(Entries from a point annotation set)
++++++++++++++++++++

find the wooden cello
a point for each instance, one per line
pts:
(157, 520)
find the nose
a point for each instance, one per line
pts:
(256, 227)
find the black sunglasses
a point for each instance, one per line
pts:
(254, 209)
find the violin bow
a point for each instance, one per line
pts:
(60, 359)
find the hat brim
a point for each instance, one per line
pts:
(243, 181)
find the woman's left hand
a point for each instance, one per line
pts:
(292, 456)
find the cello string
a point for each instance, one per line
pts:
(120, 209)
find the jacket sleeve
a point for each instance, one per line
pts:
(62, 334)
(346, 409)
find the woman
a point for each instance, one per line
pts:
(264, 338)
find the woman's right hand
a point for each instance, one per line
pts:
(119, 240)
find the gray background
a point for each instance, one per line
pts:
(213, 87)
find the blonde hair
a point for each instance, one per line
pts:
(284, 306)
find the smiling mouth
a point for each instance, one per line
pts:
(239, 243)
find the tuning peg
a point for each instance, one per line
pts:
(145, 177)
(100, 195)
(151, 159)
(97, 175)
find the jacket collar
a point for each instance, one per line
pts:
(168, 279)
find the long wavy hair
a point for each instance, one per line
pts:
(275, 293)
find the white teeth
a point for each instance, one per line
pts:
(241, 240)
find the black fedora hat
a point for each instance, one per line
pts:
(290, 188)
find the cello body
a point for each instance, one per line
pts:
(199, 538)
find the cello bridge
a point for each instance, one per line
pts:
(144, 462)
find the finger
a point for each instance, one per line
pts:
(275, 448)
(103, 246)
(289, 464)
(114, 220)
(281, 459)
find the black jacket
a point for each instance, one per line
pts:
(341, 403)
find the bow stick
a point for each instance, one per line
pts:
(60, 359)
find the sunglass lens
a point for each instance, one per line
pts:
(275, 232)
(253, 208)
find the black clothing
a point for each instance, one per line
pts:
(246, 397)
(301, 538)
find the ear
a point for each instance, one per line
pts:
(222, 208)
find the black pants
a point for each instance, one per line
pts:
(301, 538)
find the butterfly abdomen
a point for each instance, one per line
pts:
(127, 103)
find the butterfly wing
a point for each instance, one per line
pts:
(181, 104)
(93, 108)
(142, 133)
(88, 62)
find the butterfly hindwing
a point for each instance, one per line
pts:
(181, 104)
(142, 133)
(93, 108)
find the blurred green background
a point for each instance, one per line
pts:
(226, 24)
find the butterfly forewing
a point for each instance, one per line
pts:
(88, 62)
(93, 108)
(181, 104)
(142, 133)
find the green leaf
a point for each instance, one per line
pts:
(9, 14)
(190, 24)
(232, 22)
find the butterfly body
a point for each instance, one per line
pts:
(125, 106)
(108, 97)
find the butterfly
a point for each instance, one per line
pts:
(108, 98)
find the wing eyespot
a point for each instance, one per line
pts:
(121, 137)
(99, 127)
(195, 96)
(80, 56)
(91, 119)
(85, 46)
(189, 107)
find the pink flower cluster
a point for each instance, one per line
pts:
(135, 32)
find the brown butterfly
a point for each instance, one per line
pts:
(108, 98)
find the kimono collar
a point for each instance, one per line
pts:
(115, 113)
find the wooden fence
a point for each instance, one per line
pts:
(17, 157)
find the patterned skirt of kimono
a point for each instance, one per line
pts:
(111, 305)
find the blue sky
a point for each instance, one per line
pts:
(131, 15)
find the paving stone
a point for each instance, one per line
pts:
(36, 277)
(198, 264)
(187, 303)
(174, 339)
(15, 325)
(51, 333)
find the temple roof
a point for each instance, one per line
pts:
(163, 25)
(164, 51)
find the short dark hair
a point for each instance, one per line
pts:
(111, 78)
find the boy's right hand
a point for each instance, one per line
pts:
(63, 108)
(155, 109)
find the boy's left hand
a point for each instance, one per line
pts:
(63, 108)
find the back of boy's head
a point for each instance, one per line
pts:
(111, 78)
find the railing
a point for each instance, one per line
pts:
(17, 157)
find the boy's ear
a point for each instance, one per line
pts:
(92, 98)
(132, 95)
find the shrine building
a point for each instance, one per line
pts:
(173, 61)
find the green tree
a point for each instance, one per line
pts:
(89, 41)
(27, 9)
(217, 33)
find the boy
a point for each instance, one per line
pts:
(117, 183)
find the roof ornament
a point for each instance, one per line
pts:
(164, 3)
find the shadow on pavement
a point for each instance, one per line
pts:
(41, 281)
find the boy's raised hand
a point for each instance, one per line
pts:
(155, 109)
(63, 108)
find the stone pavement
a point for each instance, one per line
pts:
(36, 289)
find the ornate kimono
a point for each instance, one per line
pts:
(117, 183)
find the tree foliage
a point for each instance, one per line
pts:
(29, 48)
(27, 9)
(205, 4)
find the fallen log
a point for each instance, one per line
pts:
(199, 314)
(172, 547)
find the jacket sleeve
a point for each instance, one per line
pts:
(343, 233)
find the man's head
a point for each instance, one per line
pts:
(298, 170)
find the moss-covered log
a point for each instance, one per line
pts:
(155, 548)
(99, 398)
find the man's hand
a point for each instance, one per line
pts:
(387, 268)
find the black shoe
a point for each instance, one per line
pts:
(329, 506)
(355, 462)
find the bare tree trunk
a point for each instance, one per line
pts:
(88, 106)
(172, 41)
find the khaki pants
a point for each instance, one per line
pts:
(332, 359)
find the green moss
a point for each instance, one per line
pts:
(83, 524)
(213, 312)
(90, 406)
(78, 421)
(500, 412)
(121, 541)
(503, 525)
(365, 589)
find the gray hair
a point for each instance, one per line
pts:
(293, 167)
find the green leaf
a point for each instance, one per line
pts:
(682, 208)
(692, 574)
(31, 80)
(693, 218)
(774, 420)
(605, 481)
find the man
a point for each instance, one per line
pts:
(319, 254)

++++++++++++++++++++

What you should do: Your task is to quote the listing above word for word.

The solution:
find the wooden cello
a point for each instance, one per line
pts:
(157, 520)
find the nose
a point for each instance, one per line
pts:
(256, 227)
find the black sunglasses
a point for each instance, one per line
pts:
(254, 209)
find the violin bow
a point for each instance, one per line
pts:
(60, 359)
find the hat brim
a point for each instance, one per line
pts:
(243, 181)
find the woman's left hand
a point for each instance, one per line
pts:
(292, 456)
find the cello string
a point for each instance, one per line
pts:
(120, 209)
find the jacket sleeve
a point for each instance, one per line
pts:
(62, 334)
(346, 409)
find the woman
a point for each instance, one per line
pts:
(264, 338)
find the woman's right hand
a point for each instance, one per line
pts:
(119, 240)
find the gray background
a point for each instance, one per line
pts:
(213, 87)
find the blonde hair
a point for each instance, one per line
pts:
(284, 306)
find the smiling mouth
a point for each instance, one per line
pts:
(239, 243)
find the tuning peg
a point for each instance, one per line
pts:
(145, 177)
(100, 195)
(151, 159)
(97, 175)
find the jacket collar
a point for each instance, one per line
pts:
(168, 279)
find the long wavy hair
a point for each instance, one per line
pts:
(275, 293)
find the white teeth
a point for each instance, one per line
pts:
(241, 240)
find the black fedora hat
a point for each instance, one per line
pts:
(290, 188)
find the cello body
a point for each instance, one per line
pts:
(199, 538)
find the cello bridge
a point for each instance, one per line
pts:
(144, 462)
find the finger
a point for each instance, one per line
pts:
(275, 448)
(103, 246)
(289, 464)
(114, 220)
(281, 459)
find the black jacket
a point for each instance, one per line
pts:
(341, 403)
find the bow stick
a point for each instance, one per line
pts:
(60, 359)
find the sunglass lens
a point for each instance, one per line
pts:
(275, 232)
(253, 208)
find the black clothing
a point for each instance, one per line
pts:
(246, 397)
(301, 538)
find the ear
a point for each instance, one per line
pts:
(222, 208)
find the black pants
a point for each instance, one per line
pts:
(301, 538)
find the butterfly abdomen
a point for each instance, one per line
pts:
(127, 103)
find the butterfly wing
a point for each instance, one per line
pts:
(181, 104)
(93, 108)
(142, 133)
(88, 62)
find the butterfly hindwing
a point for each instance, one per line
pts:
(181, 104)
(142, 133)
(93, 108)
find the blurred green background
a point for each instance, one per line
pts:
(226, 24)
find the butterfly forewing
a point for each instance, one per line
pts:
(88, 62)
(93, 108)
(181, 104)
(142, 133)
find the green leaf
a point for each instance, one per line
pts:
(9, 14)
(190, 24)
(232, 22)
find the butterfly body
a point for each instance, one per line
pts:
(125, 106)
(108, 97)
find the butterfly
a point for each instance, one per line
pts:
(108, 98)
find the wing eyespot
a point for each instance, one per line
pts:
(121, 137)
(99, 127)
(195, 96)
(80, 56)
(91, 119)
(85, 46)
(189, 107)
find the pink flower cluster
a point for each instance, one per line
pts:
(135, 32)
find the brown butterfly
a point for each instance, one per line
pts:
(108, 98)
find the kimono collar
a point for each instance, one per line
pts:
(115, 113)
find the wooden fence
a point for each instance, one per line
pts:
(17, 157)
find the patterned skirt of kimono
a point for each instance, one per line
pts:
(111, 305)
find the blue sky
a point for each instance, one per line
pts:
(131, 15)
find the paving stone
a point for each instance, one per line
pts:
(36, 277)
(198, 264)
(187, 303)
(174, 339)
(15, 325)
(51, 333)
find the temple roof
a point for each instance, one per line
pts:
(163, 25)
(164, 51)
find the short dark hair
a point for each instance, one per line
pts:
(111, 78)
find the boy's right hand
a point for each instance, one per line
pts:
(63, 108)
(155, 109)
find the boy's left hand
a point for each instance, one per line
pts:
(63, 108)
find the back of boy's head
a point for each instance, one per line
pts:
(111, 78)
find the railing
a point for each instance, one per line
pts:
(17, 157)
find the boy's ear
a point for each instance, one per line
pts:
(92, 98)
(132, 95)
find the shrine building
a point for each instance, one per line
pts:
(173, 61)
find the green tree
a point for each instance, one per line
pts:
(89, 41)
(27, 9)
(217, 33)
find the boy
a point for each instance, one per line
pts:
(117, 183)
find the roof ornament
a point for each instance, one per line
pts:
(164, 3)
find the shadow on pavement
a point for each instance, one per line
pts:
(41, 281)
find the boy's raised hand
a point for each instance, one per line
pts:
(155, 109)
(63, 108)
find the stone pavement
a point for each instance, one per line
pts:
(36, 289)
find the ornate kimono
a point for each instance, one per line
pts:
(117, 183)
find the tree foliage
a point for each instance, one per line
pts:
(29, 48)
(27, 9)
(205, 4)
find the fallen log
a point for each instance, one per line
pts:
(199, 314)
(172, 547)
find the jacket sleeve
a point for each instance, one per line
pts:
(343, 233)
find the man's head
a point for each instance, one per line
pts:
(298, 170)
find the moss-covered log
a point for each instance, one per line
pts:
(155, 548)
(99, 398)
find the man's hand
a point for each instance, one per line
pts:
(387, 268)
find the black shoe
a point for each instance, one per line
pts:
(329, 506)
(355, 462)
find the bare tree trunk
a point for each instance, one per line
pts:
(88, 106)
(172, 41)
find the khaki pants
a point for each instance, one per line
pts:
(332, 359)
find the green moss
a point for each instance, one per line
pts:
(83, 524)
(213, 312)
(90, 406)
(78, 421)
(500, 412)
(121, 541)
(503, 525)
(365, 589)
find the gray hair
a point for each instance, one per line
pts:
(293, 167)
find the green leaf
a point for each instance, one per line
pts:
(682, 208)
(692, 574)
(31, 80)
(693, 218)
(774, 420)
(605, 481)
find the man
a point for each instance, one per line
pts:
(319, 254)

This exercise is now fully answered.